SELECTION —
Moreover, insofar as the rejection is concerned, and to the extent that no defects are raised in the administrative review/hierarchical appeal decision itself, or in its respective procedure, that act will be merely confirmatory, and, as such, not separately appealable.

On the other hand, and as has been recognized by national case law, if, in cases such as the present one, the immediate object of the proceedings is the act of decision on the administrative review/hierarchical appeal, its mediate object will be the primary (self-)assessment act itself[1].

This situation, moreover, is perfectly clear in the administrative law proceedings, which form the basis of tax proceedings, as follows from article 50, paragraph 1 of the Administrative Courts Procedure Code, duly combined with article 59, paragraph 4 of the same code.

The regime governing tax arbitral proceedings also corroborates this understanding, since article 2 of the LFATM takes as the reference point of the jurisdiction of arbitral tribunals the primary acts[2], with secondary acts being only relevant as reference points for the timeliness of the impugnatory claim, as follows from article 10, paragraph 1, a) of that Regime, which requires that requests for constitution of arbitral tribunals be presented within 90 days, counted from the facts provided in nos. 1 and 2 of article 102 of the Tax Procedural Code.

That is, in summary and in strict terms, the Claimant's claim was irreproachably formulated, as it relates to paragraph a) of article 2, no. 1 of the LFATM (assessment act), and was presented within the time limit fixed by paragraph a) of article 10, no. 1 of the same legislation (90 days counted from the administrative review decision, the act referred to in no. 2 of article 102 of the CPPT).

Accordingly, the exception of extratemporal character of the claim, invoked by the AT, must fail.

Entering into the substantive question at issue in these proceedings, it is found that it is simple to formulate, and is essentially rooted in understanding and drawing the proper conclusions from the modus operandi of products within the scope of Life Branch insurance, denominated unit linked.

As both parties well explain, the said products operate in accordance with the terms better described in paragraphs 14 to 19 of the factual matter found to be established.

In particular, the gordian knot of the problem, as configured by the AT, resides in the circumstance that income derived from holdings of shareholdings and investment fund units, within the framework of that type of contracts, have, by force of the prudential rules governing insurance activity, a corresponding obligation in the establishment of provisions of equal amount, relating to the liabilities assumed with the counterparty in those contracts, which, in practice, would translate into the circumstance that, in themselves, such income would not increase the taxable base of the insurance entity.

From this framework, accepted peacefully by both parties in these proceedings, it follows, in the AT's view, the non-applicability of the rule of article 46, nos. 1 and 2 of the CIRC in force at the date of the tax fact (current article 51, nos. 1 and 2), as well as of the rule of paragraph f) of no. 2 of article 83 of the IRC Code (current paragraph d) of no. 2 of article 90 of the CIRC).

The Claimant, for its part, understands that there is no legal or factual obstacle to the applicability of the stated rules.

Let us see.

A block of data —
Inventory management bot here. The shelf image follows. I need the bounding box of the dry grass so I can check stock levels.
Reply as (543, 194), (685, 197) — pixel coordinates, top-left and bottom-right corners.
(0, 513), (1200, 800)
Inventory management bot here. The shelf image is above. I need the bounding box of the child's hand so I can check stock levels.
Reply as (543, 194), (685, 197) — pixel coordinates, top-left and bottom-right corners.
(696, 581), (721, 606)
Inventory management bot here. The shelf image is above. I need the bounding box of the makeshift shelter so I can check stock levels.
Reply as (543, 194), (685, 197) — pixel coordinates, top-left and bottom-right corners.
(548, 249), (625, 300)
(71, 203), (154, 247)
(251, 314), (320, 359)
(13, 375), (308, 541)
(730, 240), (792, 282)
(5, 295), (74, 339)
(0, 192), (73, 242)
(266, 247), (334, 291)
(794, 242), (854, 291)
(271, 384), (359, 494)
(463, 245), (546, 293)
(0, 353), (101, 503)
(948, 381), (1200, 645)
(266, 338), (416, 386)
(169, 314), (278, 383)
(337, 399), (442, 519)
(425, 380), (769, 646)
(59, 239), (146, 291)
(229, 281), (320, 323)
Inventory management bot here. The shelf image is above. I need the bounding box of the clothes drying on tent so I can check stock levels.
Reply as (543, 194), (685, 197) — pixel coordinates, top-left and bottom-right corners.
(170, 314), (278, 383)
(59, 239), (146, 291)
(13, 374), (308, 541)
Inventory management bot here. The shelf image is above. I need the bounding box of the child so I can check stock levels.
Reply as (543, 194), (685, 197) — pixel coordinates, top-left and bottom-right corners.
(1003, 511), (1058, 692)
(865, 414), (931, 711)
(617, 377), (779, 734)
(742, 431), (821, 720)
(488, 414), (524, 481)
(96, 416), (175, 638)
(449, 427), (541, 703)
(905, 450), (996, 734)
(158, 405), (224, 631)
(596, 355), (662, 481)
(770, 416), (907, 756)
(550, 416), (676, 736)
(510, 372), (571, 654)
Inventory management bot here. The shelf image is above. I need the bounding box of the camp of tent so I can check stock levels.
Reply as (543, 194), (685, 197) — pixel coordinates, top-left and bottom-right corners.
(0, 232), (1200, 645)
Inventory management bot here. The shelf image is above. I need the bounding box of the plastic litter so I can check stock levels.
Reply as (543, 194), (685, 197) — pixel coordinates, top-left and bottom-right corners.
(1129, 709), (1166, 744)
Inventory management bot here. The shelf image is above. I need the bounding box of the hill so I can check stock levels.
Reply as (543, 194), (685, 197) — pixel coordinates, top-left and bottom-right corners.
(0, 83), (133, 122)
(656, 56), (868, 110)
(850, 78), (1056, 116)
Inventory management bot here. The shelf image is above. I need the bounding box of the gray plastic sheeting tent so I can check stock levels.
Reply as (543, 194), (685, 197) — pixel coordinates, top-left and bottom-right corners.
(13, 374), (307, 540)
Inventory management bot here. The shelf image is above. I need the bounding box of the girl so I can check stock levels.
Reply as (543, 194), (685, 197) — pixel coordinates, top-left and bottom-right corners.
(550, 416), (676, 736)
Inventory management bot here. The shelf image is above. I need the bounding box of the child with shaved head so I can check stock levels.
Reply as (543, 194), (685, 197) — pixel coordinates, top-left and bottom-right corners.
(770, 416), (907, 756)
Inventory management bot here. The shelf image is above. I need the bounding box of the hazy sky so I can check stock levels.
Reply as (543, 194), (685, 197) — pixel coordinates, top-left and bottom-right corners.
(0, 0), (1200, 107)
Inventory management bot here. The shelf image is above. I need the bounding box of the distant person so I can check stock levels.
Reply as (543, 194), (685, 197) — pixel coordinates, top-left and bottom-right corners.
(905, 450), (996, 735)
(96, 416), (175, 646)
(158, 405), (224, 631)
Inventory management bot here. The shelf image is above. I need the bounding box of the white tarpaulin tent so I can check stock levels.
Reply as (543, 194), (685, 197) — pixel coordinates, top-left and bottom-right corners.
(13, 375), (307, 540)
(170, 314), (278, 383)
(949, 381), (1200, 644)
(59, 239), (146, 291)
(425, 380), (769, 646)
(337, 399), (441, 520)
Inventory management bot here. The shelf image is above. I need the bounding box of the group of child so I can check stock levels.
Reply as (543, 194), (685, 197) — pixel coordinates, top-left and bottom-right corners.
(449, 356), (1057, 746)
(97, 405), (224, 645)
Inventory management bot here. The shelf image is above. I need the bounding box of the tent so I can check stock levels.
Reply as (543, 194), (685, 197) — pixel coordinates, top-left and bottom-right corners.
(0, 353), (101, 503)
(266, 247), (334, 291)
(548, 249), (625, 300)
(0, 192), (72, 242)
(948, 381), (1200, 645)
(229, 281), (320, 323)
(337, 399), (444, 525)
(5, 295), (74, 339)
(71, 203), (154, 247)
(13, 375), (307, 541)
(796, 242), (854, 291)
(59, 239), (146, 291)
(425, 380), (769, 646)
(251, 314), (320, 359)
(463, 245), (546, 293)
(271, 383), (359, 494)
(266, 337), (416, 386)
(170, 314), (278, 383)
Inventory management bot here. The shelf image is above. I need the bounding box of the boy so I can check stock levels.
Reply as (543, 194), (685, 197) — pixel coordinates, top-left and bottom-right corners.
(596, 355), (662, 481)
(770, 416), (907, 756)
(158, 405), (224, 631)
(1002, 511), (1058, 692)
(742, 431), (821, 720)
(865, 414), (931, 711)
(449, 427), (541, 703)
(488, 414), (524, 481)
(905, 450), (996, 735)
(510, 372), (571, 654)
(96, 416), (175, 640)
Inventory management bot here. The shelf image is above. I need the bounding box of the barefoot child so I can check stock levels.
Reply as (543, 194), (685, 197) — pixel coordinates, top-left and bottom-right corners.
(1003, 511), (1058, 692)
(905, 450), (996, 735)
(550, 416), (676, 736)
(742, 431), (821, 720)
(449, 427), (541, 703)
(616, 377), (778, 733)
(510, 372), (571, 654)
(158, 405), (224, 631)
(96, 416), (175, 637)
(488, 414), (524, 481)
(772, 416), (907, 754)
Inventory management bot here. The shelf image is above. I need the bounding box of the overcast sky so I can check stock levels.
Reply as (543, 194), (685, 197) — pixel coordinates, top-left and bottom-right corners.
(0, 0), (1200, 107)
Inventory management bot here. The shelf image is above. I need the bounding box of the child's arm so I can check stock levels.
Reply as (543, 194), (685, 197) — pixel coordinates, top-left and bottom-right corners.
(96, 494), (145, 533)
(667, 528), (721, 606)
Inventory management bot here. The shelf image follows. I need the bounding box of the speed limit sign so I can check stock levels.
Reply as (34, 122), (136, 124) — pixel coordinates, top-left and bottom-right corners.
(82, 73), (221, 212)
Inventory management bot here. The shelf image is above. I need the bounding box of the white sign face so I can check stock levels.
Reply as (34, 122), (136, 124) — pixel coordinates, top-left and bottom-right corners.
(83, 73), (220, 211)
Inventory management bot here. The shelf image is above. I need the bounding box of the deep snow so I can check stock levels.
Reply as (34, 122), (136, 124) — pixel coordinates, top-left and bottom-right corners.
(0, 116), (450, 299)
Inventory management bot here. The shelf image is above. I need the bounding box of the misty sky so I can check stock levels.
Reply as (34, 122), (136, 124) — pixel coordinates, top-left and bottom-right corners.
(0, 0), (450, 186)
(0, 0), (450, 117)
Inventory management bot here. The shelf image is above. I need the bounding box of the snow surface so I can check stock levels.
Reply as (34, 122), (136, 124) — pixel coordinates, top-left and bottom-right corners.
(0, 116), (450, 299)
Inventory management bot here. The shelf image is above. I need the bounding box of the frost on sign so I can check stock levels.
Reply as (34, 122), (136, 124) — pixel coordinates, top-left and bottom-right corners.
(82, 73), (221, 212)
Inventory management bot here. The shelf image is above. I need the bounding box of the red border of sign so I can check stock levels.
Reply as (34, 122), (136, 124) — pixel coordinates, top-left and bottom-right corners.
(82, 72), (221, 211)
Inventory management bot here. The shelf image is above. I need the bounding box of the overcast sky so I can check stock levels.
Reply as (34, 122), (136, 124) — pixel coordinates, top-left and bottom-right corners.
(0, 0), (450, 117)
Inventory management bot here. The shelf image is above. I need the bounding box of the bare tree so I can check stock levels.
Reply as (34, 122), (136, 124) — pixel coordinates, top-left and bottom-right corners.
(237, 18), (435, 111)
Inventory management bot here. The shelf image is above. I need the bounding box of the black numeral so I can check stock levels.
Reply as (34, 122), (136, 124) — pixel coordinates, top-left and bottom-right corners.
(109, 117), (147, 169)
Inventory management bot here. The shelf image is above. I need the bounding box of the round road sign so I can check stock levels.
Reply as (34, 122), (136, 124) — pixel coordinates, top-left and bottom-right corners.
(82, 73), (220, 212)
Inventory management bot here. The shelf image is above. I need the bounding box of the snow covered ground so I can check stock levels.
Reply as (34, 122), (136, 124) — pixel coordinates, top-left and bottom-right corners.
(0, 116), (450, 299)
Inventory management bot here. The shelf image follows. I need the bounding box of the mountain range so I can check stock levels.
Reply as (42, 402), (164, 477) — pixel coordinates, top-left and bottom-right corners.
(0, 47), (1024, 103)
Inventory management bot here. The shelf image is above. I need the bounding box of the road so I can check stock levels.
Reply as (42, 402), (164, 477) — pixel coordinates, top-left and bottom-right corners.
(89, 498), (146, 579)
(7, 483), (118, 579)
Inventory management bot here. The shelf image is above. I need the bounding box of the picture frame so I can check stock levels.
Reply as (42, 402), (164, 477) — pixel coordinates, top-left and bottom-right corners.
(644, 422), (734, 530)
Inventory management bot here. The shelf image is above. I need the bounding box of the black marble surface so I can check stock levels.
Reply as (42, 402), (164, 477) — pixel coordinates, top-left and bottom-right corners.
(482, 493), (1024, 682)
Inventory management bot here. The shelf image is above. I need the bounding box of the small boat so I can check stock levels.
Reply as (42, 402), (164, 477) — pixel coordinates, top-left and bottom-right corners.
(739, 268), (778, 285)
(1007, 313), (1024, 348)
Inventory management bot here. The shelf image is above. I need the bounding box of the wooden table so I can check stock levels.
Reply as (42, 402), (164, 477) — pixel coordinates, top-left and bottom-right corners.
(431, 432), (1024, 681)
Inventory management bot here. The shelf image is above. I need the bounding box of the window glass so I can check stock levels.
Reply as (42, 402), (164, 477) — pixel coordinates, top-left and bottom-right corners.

TO DO —
A: Condense the paragraph of the tax arbitration excerpt that begins "The regime governing tax arbitral proceedings" into two sentences, keeping its main facts.
B: Put the listing's lines into a JSON list of strings, one string per line and leaving out blank lines. Begin at the first line of the listing and stop after the line that contains "(0, 513), (1200, 800)".
The listing is unrelated to the tax arbitration excerpt.

PROBLEM SOLUTIONS —
A: The tax arbitration regime supports this view: article 2 of the LFATM ties arbitral tribunals' jurisdiction to primary acts, while secondary acts matter only for the timeliness of the claim. Under article 10, paragraph 1, a) of that Regime, requests to constitute an arbitral tribunal must be filed within 90 days, counted from the facts in nos. 1 and 2 of article 102 of the Tax Procedural Code.

B:
[
  "Inventory management bot here. The shelf image follows. I need the bounding box of the dry grass so I can check stock levels.",
  "Reply as (543, 194), (685, 197) — pixel coordinates, top-left and bottom-right corners.",
  "(0, 513), (1200, 800)"
]